Region segmentation data

— begin —

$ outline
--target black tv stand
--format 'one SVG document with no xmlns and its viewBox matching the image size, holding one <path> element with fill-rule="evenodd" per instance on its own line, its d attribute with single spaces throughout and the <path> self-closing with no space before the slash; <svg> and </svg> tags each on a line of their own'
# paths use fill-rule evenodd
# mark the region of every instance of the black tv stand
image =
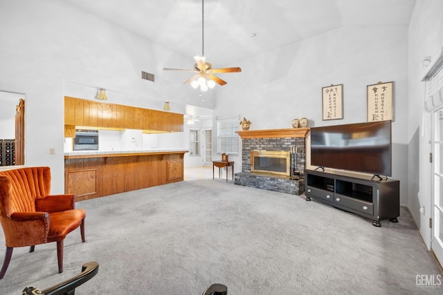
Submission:
<svg viewBox="0 0 443 295">
<path fill-rule="evenodd" d="M 383 178 L 378 174 L 374 174 L 372 178 L 371 178 L 371 180 L 374 180 L 374 178 L 377 178 L 379 180 L 383 180 Z M 386 177 L 385 179 L 388 179 L 388 177 Z"/>
<path fill-rule="evenodd" d="M 398 222 L 400 216 L 400 182 L 391 179 L 374 180 L 345 172 L 306 170 L 305 195 L 336 208 L 372 219 L 379 227 L 380 220 Z"/>
</svg>

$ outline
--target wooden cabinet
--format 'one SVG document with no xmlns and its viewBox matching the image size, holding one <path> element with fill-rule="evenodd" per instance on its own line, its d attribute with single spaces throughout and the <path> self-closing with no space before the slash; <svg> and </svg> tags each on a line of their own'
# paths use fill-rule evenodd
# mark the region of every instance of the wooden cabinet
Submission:
<svg viewBox="0 0 443 295">
<path fill-rule="evenodd" d="M 65 125 L 158 133 L 181 132 L 183 124 L 183 114 L 64 97 Z"/>
<path fill-rule="evenodd" d="M 65 178 L 65 193 L 78 198 L 97 193 L 96 169 L 66 171 Z"/>
<path fill-rule="evenodd" d="M 400 182 L 387 179 L 372 180 L 351 176 L 307 170 L 305 173 L 306 200 L 314 198 L 325 204 L 374 220 L 388 219 L 397 222 L 400 216 Z"/>
<path fill-rule="evenodd" d="M 81 201 L 183 181 L 186 152 L 65 155 L 65 193 Z"/>
</svg>

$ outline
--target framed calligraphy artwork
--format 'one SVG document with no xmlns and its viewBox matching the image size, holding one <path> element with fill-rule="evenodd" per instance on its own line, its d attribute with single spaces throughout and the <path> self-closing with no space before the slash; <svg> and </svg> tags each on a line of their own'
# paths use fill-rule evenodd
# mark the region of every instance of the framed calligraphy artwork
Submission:
<svg viewBox="0 0 443 295">
<path fill-rule="evenodd" d="M 343 84 L 322 88 L 323 121 L 343 118 Z"/>
<path fill-rule="evenodd" d="M 394 82 L 368 85 L 368 122 L 394 121 Z"/>
</svg>

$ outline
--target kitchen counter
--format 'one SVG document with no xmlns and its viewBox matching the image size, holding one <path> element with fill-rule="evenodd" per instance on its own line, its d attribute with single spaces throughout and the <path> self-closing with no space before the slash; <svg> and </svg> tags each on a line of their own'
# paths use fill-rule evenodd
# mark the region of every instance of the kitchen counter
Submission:
<svg viewBox="0 0 443 295">
<path fill-rule="evenodd" d="M 188 150 L 75 151 L 64 153 L 64 191 L 76 201 L 183 180 Z"/>
<path fill-rule="evenodd" d="M 65 159 L 78 159 L 84 158 L 102 157 L 127 157 L 129 155 L 166 155 L 188 153 L 187 149 L 153 149 L 140 151 L 75 151 L 64 153 Z"/>
</svg>

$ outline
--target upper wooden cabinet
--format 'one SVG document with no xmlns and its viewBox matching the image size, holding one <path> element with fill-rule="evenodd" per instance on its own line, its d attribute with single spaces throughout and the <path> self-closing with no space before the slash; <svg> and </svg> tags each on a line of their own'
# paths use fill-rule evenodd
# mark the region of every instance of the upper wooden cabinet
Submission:
<svg viewBox="0 0 443 295">
<path fill-rule="evenodd" d="M 156 133 L 181 132 L 183 122 L 183 114 L 64 97 L 65 125 Z"/>
</svg>

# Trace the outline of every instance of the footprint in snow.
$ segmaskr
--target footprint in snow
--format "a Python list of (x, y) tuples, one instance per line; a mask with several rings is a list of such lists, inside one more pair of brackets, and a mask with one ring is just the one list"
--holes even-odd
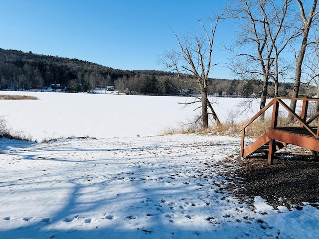
[(67, 218), (63, 219), (63, 222), (65, 222), (66, 223), (70, 223), (73, 221), (74, 219), (77, 219), (79, 217), (79, 215), (76, 215), (73, 218)]
[(23, 221), (24, 221), (25, 222), (28, 222), (29, 221), (31, 221), (31, 220), (32, 220), (32, 217), (24, 217), (24, 218), (22, 218)]
[(50, 222), (50, 220), (51, 220), (51, 219), (50, 218), (45, 218), (42, 219), (42, 220), (41, 220), (41, 222), (48, 223)]
[(84, 223), (91, 223), (91, 221), (92, 221), (92, 219), (91, 219), (90, 218), (87, 218), (84, 220)]

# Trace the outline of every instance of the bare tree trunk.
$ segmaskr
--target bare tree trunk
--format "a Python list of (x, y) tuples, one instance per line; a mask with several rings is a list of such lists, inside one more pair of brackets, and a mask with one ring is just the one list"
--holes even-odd
[[(309, 18), (307, 20), (306, 15), (305, 14), (305, 9), (303, 6), (303, 3), (301, 0), (296, 0), (298, 4), (299, 4), (299, 8), (300, 9), (300, 12), (301, 16), (303, 20), (303, 24), (304, 25), (304, 33), (303, 34), (303, 40), (302, 41), (300, 49), (299, 50), (299, 53), (298, 53), (298, 56), (296, 61), (296, 70), (295, 72), (295, 82), (294, 83), (294, 88), (293, 89), (293, 94), (292, 97), (293, 98), (297, 98), (299, 94), (299, 88), (300, 87), (300, 81), (301, 80), (302, 75), (302, 68), (303, 66), (303, 62), (304, 61), (304, 58), (305, 57), (305, 54), (306, 53), (306, 50), (308, 44), (308, 35), (309, 34), (309, 31), (311, 27), (311, 23), (313, 19), (315, 17), (316, 15), (318, 14), (318, 12), (316, 12), (316, 9), (317, 4), (317, 0), (314, 0), (314, 4), (313, 7), (309, 13)], [(297, 104), (297, 101), (296, 100), (293, 100), (290, 102), (290, 109), (293, 111), (296, 111), (296, 106)], [(288, 116), (288, 120), (292, 121), (294, 119), (294, 117), (289, 114)]]
[(202, 127), (203, 129), (206, 129), (208, 127), (208, 112), (207, 111), (207, 106), (208, 99), (207, 99), (207, 93), (204, 92), (201, 93), (201, 117), (202, 117)]

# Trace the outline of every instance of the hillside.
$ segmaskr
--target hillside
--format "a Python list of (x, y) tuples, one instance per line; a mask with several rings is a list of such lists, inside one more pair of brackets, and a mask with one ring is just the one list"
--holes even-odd
[[(209, 94), (219, 96), (250, 97), (259, 95), (261, 83), (249, 81), (210, 79)], [(97, 89), (114, 86), (128, 94), (185, 95), (196, 94), (196, 83), (189, 76), (177, 78), (174, 74), (158, 70), (115, 69), (96, 63), (58, 56), (0, 48), (0, 89), (41, 90), (59, 88), (63, 91), (94, 93)], [(269, 83), (269, 97), (273, 86)], [(291, 83), (281, 83), (280, 96), (287, 96)], [(103, 91), (102, 91), (103, 92)], [(314, 95), (314, 87), (303, 87), (301, 95)]]

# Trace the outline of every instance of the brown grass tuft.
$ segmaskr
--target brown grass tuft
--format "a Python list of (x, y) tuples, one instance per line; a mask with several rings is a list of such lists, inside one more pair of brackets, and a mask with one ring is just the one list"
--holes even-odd
[(9, 95), (0, 95), (1, 100), (37, 100), (34, 96), (11, 96)]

— end —

> [Stated task]: Return each line above that contains the word "hillside".

> [Result of the task]:
# Trace the outline of every instance of the hillside.
--target hillside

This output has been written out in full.